#### YOUR TASKS:
A. Repeat word for word the passage of the article on managing an optical practice team that starts at "Managing an optical" and ends at "of the team.".
B. Write the next part of the article on managing practice staff who are also your friends, picking up right after its final sentence.

#### EXTRACT TO READ:
..............................

Managing an optical practice is a complex issue. Invariably you are managing a small number of people with whom you are often best friends and know well. Read on for insights into how to still get the best from your team when you are best of mates.
Many practice managers raise this as their greatest problem in management. One minute you are best friends with your team, but the next morning you could have an issue that needs you to have a difficult conversation with one of your staff. If you take no action because you feel you can’t discipline a friend, the problem will fester. Worse still, other members of the team copy the offender as they got away with it, or animosity builds amongst the team. Either way, you are viewed as a poor manager and lose control of the team.
To prevent this happening, follow the first basic rule of management: establish boundaries between you and your team.
I’m your manager not your friend.
Once in a management position, much of your partying must end. You will still need to socialise at company events, celebrate team birthdays, weddings and so on but at such times you must remain professional and consider it as a working night out.
Once you have established these boundaries you will find it much easier to deal with difficult situations and motivate the team. When situations arise, you must quickly decide if it matters or not to the team, the patients and the business. If it does, deal with it swiftly. For example, your receptionist has been late all week and its now Friday. The private conversation should go along the line, “I’ve observed you have been late every morning this week which is most unusual for you, is there a problem?”

..............................

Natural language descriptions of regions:
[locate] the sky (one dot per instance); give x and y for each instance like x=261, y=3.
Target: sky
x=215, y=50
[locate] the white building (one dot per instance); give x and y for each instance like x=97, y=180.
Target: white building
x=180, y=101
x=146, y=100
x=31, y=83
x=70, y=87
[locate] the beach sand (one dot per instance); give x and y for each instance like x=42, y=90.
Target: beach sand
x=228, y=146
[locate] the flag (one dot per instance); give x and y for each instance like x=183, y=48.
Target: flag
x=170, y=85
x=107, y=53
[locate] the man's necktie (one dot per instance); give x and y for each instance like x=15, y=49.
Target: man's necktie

..............................

#### PER-TASK ANSWERS:
A.
Managing an optical practice is a complex issue. Invariably you are managing a small number of people with whom you are often best friends and know well. Read on for insights into how to still get the best from your team when you are best of mates.
Many practice managers raise this as their greatest problem in management. One minute you are best friends with your team, but the next morning you could have an issue that needs you to have a difficult conversation with one of your staff. If you take no action because you feel you can’t discipline a friend, the problem will fester. Worse still, other members of the team copy the offender as they got away with it, or animosity builds amongst the team. Either way, you are viewed as a poor manager and lose control of the team.

B.
If the response comes back, “I keep mis-timing it boss, its these dark mornings I don’t like getting out of bed”, your responses could be along the lines of: “Can I suggest you set your alarm earlier and we will review the situation at the end of next week.” This you do with praise when the problem is resolved or further action if they are still late.
On the other hand, if the reason for lateness is because their mum is ill, and they must visit her on the way to work, some compassion is needed, establishing if the issue is short or long term. Then look at solutions considering flexible working if needed and recognising that good members of the team so often get reduced lunch breaks and work after hours, this is an opportunity to reward this culture and allow a temporary late start time.
Managing your team’s behaviour requires you to be firm but fair, and compassionate when needed. We must also remember it not all about the team. We have patients to satisfy and the business need to be profitable for the owner to be happy. This produces a triangle of needs; the patients, the team and the business. You need to realise that you may not have all three parties happy at the same time. For example, you may need to say no to someone who requests holiday when another member of the team has already booked off the same week.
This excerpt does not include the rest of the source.